§ What is being asked
Please copy each of the following items word for word, leaving out the pictures.

§ Records for processing
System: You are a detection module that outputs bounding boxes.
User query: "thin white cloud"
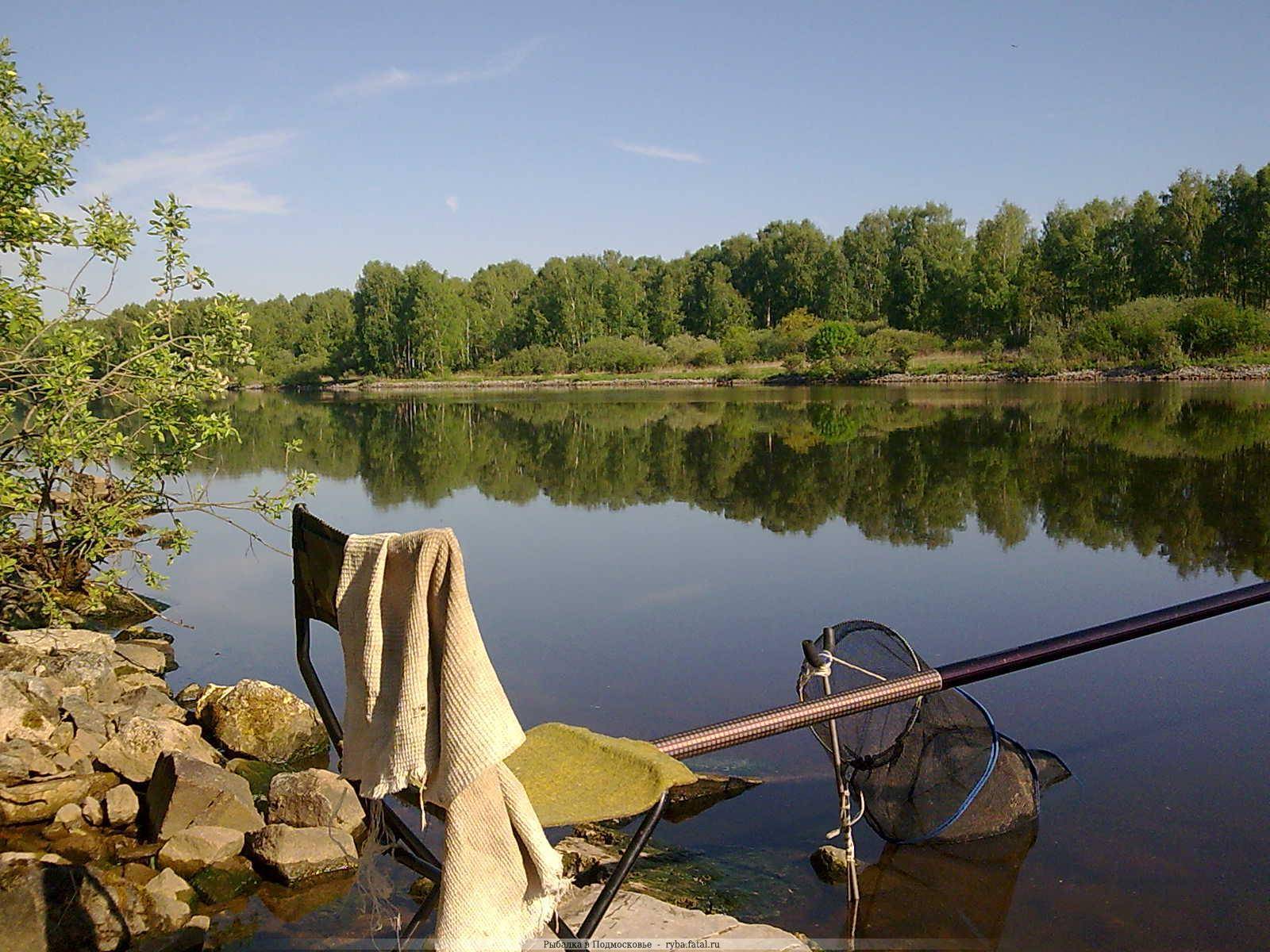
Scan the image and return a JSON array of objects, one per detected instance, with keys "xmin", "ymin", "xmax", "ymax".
[
  {"xmin": 83, "ymin": 129, "xmax": 294, "ymax": 214},
  {"xmin": 330, "ymin": 66, "xmax": 419, "ymax": 99},
  {"xmin": 614, "ymin": 141, "xmax": 706, "ymax": 165},
  {"xmin": 328, "ymin": 40, "xmax": 542, "ymax": 99}
]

§ Answer in full
System: You are a detection module that outputs bounding boxes.
User query: "thin white cloud"
Scan the image and return a JSON array of objects, one per detected instance, with keys "xmin", "ymin", "xmax", "ymax".
[
  {"xmin": 83, "ymin": 129, "xmax": 294, "ymax": 214},
  {"xmin": 330, "ymin": 66, "xmax": 419, "ymax": 99},
  {"xmin": 614, "ymin": 141, "xmax": 706, "ymax": 165},
  {"xmin": 328, "ymin": 40, "xmax": 542, "ymax": 99}
]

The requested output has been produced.